(Region annotation entries)
┏━━
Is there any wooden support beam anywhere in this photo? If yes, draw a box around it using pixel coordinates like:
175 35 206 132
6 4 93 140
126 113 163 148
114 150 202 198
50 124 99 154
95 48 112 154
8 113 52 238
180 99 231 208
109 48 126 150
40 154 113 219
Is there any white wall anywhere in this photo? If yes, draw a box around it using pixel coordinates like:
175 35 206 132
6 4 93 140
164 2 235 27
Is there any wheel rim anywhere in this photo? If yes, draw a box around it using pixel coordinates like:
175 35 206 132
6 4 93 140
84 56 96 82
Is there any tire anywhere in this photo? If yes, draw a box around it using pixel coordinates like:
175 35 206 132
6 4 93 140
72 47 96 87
┗━━
• **Work to do**:
Copy the material word for word, starting at the line that contains "Is there any tire" and continuing through the last line of the material.

• **Solution for this problem**:
Is there any tire anywhere in this photo? If yes, draw a box around it using pixel coordinates like:
175 35 206 132
6 4 93 140
72 47 96 87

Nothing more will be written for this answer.